▶ Task prompt:
Retype each record exactly.

(Saved entries)
______________________________
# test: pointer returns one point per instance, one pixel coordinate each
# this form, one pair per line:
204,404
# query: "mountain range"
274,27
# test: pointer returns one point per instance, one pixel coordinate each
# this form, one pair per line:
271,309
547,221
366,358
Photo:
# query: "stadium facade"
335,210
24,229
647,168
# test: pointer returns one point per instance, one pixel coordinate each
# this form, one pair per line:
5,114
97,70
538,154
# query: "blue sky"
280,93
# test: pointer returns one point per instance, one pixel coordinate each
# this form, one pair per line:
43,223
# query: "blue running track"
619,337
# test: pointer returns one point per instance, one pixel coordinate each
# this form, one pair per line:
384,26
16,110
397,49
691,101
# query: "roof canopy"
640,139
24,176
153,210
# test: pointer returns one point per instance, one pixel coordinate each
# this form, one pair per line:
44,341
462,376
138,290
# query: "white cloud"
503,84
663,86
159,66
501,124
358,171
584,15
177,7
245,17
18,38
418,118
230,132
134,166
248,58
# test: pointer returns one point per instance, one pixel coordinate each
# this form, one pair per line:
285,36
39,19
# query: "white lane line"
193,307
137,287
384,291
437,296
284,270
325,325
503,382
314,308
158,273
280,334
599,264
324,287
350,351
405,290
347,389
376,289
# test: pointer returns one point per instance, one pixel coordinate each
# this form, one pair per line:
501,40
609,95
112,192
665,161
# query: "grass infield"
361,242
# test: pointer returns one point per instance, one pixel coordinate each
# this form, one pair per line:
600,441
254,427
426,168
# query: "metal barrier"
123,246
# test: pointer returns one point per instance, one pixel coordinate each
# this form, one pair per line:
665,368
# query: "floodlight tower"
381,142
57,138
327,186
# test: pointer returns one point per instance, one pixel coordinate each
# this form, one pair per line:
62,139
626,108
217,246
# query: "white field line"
______________________________
▶ Your response:
# test: pointer returns one point per instance, one pixel coordinate each
# this form, one pair per line:
204,404
# query: "mountain range"
274,27
# test: pointer returns one point per instance, one pixel coordinate each
# this form, one pair per line:
271,309
547,221
366,358
Photo:
# query: "stadium facade"
335,210
24,229
647,168
# test: pointer returns one point per instance, one pixel coordinate each
# this form, one pair per line:
5,114
97,70
538,154
# query: "blue sky"
280,93
# test: pointer returns one point per instance, one pixel coordinate each
# this form, one pair per line:
43,223
# query: "blue running track"
619,337
# test: pointer returns one point per instance, one pixel coordinate each
# this form, one pair per line:
384,26
16,110
397,49
691,101
# query: "roof canopy"
640,139
24,176
153,210
# test: pointer returns one point per instance, one pixel coordinate each
# this form, one pair per line:
44,341
462,376
138,290
# query: "white cloud"
503,84
663,86
159,66
501,124
358,171
584,15
177,7
245,17
18,38
418,118
230,132
134,166
248,58
# test: pointer returns one point per instance, one pixel coordinate each
# this form, one pair per line:
285,36
39,19
# query: "white lane line"
193,307
137,287
384,291
437,296
284,270
325,325
503,382
314,308
158,273
280,334
599,264
324,287
350,351
405,290
347,389
376,289
# test: pointer returns one point per instance, one pixel coordinate each
# this form, one pair per line:
501,40
609,95
112,192
665,161
# query: "grass infield"
361,242
# test: pointer returns one point per instance, one pixel coordinate each
# this form, one pair per line:
600,441
254,427
426,168
# query: "metal barrier"
123,246
# test: pointer returns one point per instance, one pixel coordinate each
# this form, one pair per line:
665,368
# query: "floodlight tower"
381,142
57,138
327,186
# test: pointer returns one point per instance, one pixel coordinate each
# this form, one pair per line:
62,139
626,108
217,246
# query: "white field line"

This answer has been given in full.